- WHAT YOU NEED TO DO
In the description of the polymer hydration system, what drives the cutting wheel inside the angled cutting enclosure?

--- BEGIN SELECTED EXTRACT ---

FIG. 2 depicts a diagram of a polymer hydration system usable to produce a substantially fully hydrated polymer solution, e.g., for transport to and/or use at a wellbore site. The depicted system includes a cutting and blending device (40) positioned in association with a mixing tank (56). A polymer inlet (42) is usable to receive a dry polymer (e.g., a high molecular weight (15-22 million) or similar polyacrylamide or other polymer, which in some embodiments can include a non-ionic polymer), which can pass through a hopper (46) or similar conduit into an angled cutting enclosure (48). Water can be provided into the enclosure (48) via a water inlet (44), for blending with the polymer. A cutting wheel (50) within the enclosure (48), driven by a motor (52) is usable to cut, shear, and partially mix the polymer with water as the water and polymer pass through the enclosure (48), downward along the angle thereof, to an outlet (54) for accommodating exodus of the polymer solution from the cutting and blending device (40).

Solution exiting the cutting and blending device (40) can pass through an inlet (58) of the mixing tank (56), into which additional water can be added, as needed, via a water inlet (66). Two mixers (60A, 60B) are shown, each having a blade, impeller, rotor, and/or similar structure (62A, 62B) within the interior of the tank (56), rotatable via a drive shaft (64A, 64B), for stirring, mixing, blending, agitating, and/or otherwise moving the polymer and/or water therein. Polymer and an aqueous medium can remain in the mixing tank (56) until substantially full hydration thereof. Substantially fully hydrated polymer solution can be removed from the tank (56) via a polymer solution outlet (68), e.g., via one or more pumps, and provided into a tanker or similar transportable container, or into an intermediate storage vessel for subsequent transfer to a transportable medium.

FIG. 3 depicts a diagrammatic embodiment of a system usable within the scope of the present disclosure, illustrating the ability of embodiments described herein to inject a substantially fully hydrated polymer solution at one or multiple points within a system for a fracturing and/or coiled tubing operation, including locations outside of a chemical blending tub.

The depicted system includes a storage vessel (70) for containing a substantially fully hydrated polymer solution that is positioned in association with a plurality of system components adapted for performing fracturing and/or coiled tubing operations. One or more sources of fracturing fluid and/or proppant (72) are shown associated (e.g., via one or more pumps, conduits (74), etc.) with a blending tank (76), which is in turn associated (via pumps and/or conduits (78) with a hydration unit (80), which is shown associated (via pumps and/or conduits (81)) with a system manifold (82). The system manifold (82) is shown associated with one or more high pressure pumps (86) via pumps and/or conduits (84). The high pressure pumps (86) are shown associated with a wellbore (90), e.g., via one or more conduits and/or associated equipment (88).

--- END SELECTED EXTRACT ---
--- BEGIN GIVEN ENTRIES ---

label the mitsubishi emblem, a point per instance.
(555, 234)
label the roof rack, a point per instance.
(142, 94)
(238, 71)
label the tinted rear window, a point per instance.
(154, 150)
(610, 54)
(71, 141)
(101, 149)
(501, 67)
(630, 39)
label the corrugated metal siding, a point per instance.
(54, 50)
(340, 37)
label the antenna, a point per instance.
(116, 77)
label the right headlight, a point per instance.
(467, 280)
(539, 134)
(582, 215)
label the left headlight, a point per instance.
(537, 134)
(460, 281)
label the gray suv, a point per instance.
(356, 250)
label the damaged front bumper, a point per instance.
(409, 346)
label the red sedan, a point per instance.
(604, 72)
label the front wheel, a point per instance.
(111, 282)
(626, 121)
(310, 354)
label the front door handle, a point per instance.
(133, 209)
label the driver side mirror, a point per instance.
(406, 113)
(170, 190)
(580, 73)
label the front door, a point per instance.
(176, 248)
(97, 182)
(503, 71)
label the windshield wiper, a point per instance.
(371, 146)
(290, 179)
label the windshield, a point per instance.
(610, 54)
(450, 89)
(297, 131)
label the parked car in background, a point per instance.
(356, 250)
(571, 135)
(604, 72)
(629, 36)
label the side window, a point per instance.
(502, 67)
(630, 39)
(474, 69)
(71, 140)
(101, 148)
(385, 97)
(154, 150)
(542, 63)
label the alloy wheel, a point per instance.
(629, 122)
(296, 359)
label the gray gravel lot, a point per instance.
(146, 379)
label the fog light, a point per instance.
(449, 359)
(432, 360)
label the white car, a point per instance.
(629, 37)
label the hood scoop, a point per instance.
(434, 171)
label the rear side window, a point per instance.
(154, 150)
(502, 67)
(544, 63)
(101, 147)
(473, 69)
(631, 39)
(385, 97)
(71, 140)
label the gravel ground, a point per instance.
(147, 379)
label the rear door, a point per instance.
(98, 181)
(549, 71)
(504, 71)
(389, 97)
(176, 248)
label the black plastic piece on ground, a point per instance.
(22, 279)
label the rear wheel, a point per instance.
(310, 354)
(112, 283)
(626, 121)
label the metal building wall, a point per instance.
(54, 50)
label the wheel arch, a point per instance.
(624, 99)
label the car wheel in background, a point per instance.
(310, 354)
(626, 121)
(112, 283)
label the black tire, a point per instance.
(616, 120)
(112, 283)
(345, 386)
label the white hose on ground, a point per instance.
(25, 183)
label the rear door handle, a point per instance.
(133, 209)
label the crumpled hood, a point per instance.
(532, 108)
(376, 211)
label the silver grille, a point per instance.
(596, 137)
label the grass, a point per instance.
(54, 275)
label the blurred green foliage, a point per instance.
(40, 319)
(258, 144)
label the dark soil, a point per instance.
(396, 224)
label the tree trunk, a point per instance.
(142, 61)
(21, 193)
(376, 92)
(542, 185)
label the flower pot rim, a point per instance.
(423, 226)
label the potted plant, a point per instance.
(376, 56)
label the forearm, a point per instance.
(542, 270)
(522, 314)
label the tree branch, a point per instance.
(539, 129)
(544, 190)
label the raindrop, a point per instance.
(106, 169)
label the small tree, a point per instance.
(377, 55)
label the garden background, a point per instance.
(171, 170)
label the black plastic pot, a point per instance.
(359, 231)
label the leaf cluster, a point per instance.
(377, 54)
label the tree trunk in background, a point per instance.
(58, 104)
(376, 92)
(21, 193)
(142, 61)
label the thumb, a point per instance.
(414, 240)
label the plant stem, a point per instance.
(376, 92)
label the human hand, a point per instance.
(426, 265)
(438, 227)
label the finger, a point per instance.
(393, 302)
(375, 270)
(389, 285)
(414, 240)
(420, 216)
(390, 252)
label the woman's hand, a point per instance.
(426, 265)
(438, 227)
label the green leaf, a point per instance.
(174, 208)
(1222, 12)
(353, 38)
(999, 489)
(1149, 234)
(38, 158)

--- END GIVEN ENTRIES ---

- WRITTEN SOLUTION
A motor (52) drives the cutting wheel.